**Try it**. Copy all lines below that use the word "child".

**Records supplied**.

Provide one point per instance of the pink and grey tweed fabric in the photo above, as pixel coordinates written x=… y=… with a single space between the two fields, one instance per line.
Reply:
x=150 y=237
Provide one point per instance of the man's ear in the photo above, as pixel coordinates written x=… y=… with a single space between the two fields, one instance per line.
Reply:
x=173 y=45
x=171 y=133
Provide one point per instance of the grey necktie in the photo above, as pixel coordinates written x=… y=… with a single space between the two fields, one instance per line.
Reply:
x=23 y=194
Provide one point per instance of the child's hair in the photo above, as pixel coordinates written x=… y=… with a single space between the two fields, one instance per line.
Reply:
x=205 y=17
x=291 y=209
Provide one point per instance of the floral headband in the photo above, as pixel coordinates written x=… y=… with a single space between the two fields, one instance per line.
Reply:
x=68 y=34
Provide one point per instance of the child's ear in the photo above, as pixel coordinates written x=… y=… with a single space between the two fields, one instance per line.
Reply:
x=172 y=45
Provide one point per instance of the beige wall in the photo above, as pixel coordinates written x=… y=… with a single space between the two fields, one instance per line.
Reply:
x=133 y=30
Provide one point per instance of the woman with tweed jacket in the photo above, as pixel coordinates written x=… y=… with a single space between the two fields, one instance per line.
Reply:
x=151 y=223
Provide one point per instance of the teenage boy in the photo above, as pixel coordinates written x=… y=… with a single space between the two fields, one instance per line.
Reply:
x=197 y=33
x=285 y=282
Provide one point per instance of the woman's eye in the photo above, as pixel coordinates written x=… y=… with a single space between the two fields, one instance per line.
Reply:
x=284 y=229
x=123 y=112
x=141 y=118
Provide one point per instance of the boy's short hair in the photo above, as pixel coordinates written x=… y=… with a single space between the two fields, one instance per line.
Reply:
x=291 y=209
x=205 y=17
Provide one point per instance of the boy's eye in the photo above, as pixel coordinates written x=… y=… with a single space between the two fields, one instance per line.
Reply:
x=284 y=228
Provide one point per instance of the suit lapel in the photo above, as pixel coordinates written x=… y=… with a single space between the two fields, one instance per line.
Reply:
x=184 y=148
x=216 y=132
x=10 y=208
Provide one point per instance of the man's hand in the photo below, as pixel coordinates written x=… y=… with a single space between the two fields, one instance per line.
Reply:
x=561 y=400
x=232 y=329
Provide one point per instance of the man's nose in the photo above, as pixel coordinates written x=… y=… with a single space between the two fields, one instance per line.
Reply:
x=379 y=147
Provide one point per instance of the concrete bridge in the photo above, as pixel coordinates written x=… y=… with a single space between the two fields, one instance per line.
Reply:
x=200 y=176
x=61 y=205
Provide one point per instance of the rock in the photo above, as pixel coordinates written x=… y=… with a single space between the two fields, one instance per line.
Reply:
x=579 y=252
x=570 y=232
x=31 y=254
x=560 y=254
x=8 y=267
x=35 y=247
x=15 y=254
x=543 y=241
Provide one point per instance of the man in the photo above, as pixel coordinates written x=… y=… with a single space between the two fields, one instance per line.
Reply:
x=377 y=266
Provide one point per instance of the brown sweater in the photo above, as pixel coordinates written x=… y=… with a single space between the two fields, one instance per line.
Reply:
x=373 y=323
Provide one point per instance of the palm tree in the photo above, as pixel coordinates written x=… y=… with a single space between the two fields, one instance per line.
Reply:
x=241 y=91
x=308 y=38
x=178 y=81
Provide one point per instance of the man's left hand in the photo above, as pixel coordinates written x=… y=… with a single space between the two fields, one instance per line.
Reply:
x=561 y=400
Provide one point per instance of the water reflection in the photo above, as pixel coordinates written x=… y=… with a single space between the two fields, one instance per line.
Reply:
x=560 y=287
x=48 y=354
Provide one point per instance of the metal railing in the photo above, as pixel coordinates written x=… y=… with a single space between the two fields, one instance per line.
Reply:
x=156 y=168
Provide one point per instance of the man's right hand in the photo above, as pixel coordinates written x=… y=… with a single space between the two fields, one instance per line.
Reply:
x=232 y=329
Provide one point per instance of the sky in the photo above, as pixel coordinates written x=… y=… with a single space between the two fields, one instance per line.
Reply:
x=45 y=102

**Solution for this task**.
Provide one point per instance of the child's hair in the photo above, as pixel coordinates written x=… y=… with a single space between the two fields, one instance per line.
Provide one point per instance of the child's ear in the photo above, as pixel coordinates written x=… y=… with a single space between the two fields, one instance per line.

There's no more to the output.